Copy the lines from the one containing "For this exercise we mark the woman in navy" up to and including the one containing "[(144, 202)]", with "sandal" swapped for "flip-flop" and nothing else altered.

[Records supplied start]

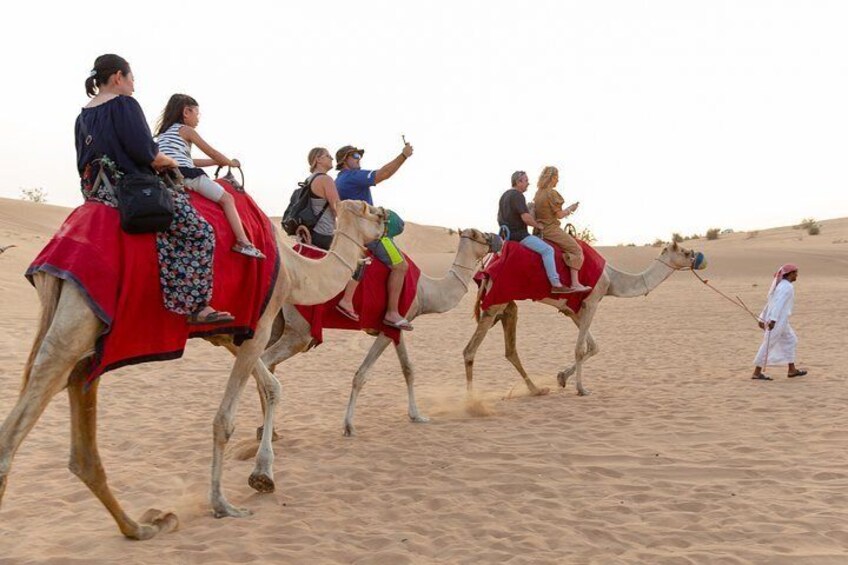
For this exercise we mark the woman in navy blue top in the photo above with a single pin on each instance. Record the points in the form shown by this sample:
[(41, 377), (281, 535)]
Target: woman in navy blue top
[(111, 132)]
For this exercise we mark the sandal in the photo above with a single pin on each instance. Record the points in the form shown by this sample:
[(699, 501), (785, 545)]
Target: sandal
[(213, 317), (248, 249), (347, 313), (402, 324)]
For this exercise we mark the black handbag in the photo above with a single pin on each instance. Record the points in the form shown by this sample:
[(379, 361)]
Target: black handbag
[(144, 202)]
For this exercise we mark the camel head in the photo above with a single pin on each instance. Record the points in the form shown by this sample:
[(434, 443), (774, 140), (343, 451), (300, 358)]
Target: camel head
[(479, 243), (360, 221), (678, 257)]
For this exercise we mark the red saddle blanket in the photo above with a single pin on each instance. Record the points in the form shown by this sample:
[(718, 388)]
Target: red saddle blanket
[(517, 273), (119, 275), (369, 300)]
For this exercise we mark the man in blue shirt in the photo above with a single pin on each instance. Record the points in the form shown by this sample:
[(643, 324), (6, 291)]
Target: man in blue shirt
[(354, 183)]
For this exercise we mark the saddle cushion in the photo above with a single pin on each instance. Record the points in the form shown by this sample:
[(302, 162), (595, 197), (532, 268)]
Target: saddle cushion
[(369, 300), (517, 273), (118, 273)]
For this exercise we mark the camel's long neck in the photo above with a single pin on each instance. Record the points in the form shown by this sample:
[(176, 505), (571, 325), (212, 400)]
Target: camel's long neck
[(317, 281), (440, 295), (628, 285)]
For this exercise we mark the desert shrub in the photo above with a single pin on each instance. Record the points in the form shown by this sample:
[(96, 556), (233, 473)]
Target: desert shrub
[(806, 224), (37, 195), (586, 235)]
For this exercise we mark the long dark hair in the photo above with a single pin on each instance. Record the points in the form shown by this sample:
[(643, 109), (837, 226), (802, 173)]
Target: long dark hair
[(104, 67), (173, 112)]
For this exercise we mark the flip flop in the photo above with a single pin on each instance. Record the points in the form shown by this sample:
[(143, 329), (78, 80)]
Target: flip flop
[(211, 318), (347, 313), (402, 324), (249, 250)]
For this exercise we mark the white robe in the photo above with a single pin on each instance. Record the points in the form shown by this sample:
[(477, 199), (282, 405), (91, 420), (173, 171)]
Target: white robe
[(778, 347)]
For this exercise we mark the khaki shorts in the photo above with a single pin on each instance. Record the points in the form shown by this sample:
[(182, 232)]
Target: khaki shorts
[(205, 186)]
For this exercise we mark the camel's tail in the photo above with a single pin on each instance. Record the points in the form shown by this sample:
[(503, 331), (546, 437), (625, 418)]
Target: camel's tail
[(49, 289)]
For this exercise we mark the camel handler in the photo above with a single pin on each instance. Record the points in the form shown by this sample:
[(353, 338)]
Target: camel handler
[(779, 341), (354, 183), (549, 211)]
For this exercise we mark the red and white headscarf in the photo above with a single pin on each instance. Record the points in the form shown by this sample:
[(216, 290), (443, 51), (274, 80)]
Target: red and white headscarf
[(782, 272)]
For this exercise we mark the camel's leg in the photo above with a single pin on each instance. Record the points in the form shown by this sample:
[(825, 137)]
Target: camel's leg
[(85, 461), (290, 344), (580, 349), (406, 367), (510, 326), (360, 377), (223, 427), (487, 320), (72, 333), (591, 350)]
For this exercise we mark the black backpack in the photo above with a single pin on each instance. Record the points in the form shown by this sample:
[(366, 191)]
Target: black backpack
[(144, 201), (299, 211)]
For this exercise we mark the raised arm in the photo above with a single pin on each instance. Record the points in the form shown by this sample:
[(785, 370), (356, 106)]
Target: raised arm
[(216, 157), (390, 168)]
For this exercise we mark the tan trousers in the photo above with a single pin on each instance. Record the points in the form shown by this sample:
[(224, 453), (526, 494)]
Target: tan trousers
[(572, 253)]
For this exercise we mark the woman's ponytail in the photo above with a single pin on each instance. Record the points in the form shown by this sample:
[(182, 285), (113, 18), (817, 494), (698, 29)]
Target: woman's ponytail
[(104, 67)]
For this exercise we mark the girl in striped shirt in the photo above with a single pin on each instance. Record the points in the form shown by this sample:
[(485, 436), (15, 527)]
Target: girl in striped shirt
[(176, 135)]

[Records supplied end]
[Records supplied start]

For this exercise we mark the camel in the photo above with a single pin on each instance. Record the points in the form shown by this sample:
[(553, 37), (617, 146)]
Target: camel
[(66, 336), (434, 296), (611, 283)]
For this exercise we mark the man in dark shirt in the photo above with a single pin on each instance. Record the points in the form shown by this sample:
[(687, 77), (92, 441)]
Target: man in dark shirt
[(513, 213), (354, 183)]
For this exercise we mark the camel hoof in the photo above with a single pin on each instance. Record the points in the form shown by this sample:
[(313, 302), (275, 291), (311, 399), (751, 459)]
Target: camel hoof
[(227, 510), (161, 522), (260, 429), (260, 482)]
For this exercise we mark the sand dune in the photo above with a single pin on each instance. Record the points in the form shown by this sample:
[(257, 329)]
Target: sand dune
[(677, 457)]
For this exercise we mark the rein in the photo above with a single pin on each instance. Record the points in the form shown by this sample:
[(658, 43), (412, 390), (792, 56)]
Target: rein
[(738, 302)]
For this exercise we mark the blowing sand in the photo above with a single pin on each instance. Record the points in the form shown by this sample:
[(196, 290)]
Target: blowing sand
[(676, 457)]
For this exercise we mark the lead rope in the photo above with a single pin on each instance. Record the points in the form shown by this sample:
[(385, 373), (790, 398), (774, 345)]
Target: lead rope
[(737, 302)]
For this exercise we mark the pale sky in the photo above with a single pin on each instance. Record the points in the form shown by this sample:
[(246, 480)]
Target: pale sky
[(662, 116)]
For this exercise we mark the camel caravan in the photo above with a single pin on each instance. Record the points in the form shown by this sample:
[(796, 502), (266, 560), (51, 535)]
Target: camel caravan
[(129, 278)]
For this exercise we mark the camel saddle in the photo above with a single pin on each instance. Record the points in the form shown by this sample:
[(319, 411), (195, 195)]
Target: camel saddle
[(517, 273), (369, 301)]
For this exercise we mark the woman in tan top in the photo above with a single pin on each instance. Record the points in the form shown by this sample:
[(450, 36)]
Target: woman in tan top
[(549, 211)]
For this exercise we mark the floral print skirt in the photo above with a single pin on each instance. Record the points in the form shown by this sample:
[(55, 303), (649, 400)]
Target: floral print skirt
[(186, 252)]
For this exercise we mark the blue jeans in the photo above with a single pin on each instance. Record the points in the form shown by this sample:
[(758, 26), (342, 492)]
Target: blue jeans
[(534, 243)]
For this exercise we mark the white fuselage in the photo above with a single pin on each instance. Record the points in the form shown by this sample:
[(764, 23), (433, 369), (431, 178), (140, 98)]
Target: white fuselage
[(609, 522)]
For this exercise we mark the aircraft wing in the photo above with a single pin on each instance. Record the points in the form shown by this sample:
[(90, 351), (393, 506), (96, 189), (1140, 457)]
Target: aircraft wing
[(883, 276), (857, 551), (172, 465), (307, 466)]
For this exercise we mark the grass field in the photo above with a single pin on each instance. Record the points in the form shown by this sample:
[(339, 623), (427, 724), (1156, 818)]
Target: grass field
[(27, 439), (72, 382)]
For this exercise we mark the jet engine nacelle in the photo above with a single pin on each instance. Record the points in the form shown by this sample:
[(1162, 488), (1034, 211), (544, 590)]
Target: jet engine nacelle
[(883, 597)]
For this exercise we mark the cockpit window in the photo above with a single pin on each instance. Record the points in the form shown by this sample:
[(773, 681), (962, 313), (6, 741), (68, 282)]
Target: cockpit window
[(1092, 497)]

[Records supplied end]

## Correct result:
For this exercise we mark the woman in navy blue top in the photo above with a single pin on each instance. Record the points in the form shown by this sample:
[(41, 377), (281, 535)]
Target: woman in navy blue top
[(111, 132)]
For this exercise we mark the flip-flop in the photo above with a single pin on each instance. Record the points in the form shown by this sample:
[(699, 501), (785, 545)]
Target: flip-flop
[(213, 317), (248, 249), (347, 313), (402, 324)]
For this exercise we mark the black handbag in the photo above with a single pin on each instance. Record the points in the form shown by this sample:
[(379, 361)]
Target: black handbag
[(144, 202)]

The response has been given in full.